[Trecho apresentado]
--

02 junho 2018

Greve

Para quem na vida professa a defesa de direitos, uma vez sendo universal o direito a greve, não há em princípio escolha quanto a apoiar ou não grevistas.  Greves são expressão de insatisfação extrema dos indivíduos com as condições de seus trabalhos e sempre dizem respeito à remuneração, de forma direta, ou indiretamente, como quando as queixas referem insalubridade, por exemplo. À exceção, talvez exclusivamente, do serviço público (e é possível que em nem todos os países), o ato de greve é penoso - ocasiona perdas, danos - para toda a comunidade à volta do serviço suspenso, aí incluídos os grevistas, de modo que hemos de convir em que, por um lado, greves não são convocáveis por ninharias - salvo se por autêntico sado-masoquismo - e, por outro, é monstruosa ('teratológica', diria o rábula) a figura da 'greve ilegal'.  Estas considerações parecem preocupantes, mas desse viés não há alternativa a admitir que não existe serviço essencial cuja supressão seja capaz de lançar na ilegalidade os grevistas, nem limites para os ganhos reivindicados (ainda que pareçam ser ou sejam de fato extorsivos) se se professa respeito incondicional à autodeterminação dos indivíduos e ao seu direito consequente, tácito, de numa sociedade capitalista estimarem como bem entendem a própria força de trabalho.

--

[Dados apresentados]

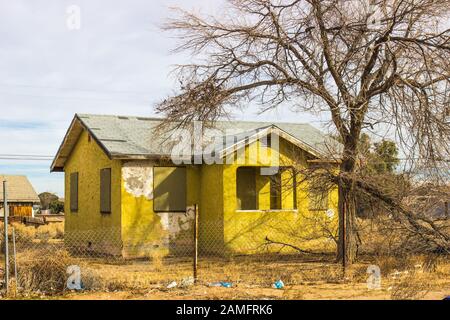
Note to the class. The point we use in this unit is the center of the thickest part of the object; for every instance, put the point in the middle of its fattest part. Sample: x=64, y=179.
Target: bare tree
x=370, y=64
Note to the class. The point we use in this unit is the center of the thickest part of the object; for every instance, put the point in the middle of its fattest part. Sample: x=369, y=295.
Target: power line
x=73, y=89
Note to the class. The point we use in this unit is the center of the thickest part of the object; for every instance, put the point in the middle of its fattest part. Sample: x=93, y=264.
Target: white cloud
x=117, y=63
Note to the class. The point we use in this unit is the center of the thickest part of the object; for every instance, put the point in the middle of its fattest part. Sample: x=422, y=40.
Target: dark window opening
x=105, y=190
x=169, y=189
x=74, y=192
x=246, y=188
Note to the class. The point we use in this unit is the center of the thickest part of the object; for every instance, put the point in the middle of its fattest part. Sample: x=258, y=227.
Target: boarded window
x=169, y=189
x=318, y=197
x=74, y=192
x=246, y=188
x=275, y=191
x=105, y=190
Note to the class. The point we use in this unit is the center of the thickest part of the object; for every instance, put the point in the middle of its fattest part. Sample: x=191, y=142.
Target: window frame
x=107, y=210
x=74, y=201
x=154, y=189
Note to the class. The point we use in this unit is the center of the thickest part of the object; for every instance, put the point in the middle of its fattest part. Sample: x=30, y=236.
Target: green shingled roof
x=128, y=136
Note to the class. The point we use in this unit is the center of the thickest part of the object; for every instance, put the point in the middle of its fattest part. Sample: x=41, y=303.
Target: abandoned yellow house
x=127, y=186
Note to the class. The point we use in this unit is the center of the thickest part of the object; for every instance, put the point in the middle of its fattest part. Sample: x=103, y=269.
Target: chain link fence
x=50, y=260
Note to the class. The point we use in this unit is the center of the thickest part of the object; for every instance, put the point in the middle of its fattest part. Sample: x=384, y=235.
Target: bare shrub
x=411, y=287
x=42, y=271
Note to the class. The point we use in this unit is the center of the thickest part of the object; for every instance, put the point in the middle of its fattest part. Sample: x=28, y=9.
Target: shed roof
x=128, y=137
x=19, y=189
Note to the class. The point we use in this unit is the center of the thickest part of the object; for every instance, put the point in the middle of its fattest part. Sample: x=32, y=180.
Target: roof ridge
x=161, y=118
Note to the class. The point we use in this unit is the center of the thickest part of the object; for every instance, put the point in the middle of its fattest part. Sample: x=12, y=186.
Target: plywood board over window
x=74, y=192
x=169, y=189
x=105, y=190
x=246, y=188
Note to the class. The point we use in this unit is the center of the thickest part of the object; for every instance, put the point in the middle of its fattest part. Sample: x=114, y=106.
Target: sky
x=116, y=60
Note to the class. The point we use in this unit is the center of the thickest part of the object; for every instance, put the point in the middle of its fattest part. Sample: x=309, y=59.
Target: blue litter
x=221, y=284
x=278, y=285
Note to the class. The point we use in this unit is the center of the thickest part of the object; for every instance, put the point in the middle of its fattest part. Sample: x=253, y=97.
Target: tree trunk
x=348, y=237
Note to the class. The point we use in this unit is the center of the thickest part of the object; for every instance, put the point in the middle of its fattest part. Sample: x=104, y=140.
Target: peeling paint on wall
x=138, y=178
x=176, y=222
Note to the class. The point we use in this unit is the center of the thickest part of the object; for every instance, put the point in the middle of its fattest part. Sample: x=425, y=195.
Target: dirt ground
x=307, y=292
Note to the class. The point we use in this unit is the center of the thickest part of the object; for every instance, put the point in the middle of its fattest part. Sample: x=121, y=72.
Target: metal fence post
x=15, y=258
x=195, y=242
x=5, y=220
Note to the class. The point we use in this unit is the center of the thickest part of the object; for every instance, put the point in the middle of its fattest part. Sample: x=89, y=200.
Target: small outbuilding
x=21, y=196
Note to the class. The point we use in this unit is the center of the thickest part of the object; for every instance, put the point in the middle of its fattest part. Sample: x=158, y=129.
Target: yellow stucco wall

--

[O que se espera]
Retome o texto sobre o direito de greve e escreva a continuação a partir da última frase.

[Resposta do exercício]
Afinal o capitalismo jacta-se de suceder nesse o jogo tenso de livre depreciação do trabalho alheio (vulgo 'concorrência') mantendo em perspectiva a iminência da escassez à guisa de pressão tática - e nesse contexto, também temos de admitir, não parece caber outra regra ou lei, muito menos uma justa ou duradoura, senão a da 'fricção' do chamado 'mercado', cuja lógica parece ditar que uma vez respeitado mais esse direito básico, à propriedade, ao restante da sociedade tudo se permite para prover isso de que lhe privaram os grevistas se achar por bem discordar do que pedem ou se considerar insustentável a privação. Isto ocorreria, é claro, num mundo capitalista ideal, isto é, se os governos não interviessem, se observassem ou transigissem com as regras do mercado, instituídos, como foram, para justo ou exclusivamente intermediar as relações no mercado dos indivíduos governados ou, ainda, para fazer valerem os termos dos contratos que de livre vontade firmam eles entre si, sendo supostos conscientes ou advertidos das condições ou regras desse jogo (desvalia do trabalho alheio e perspectiva de  iminente escassez como tática).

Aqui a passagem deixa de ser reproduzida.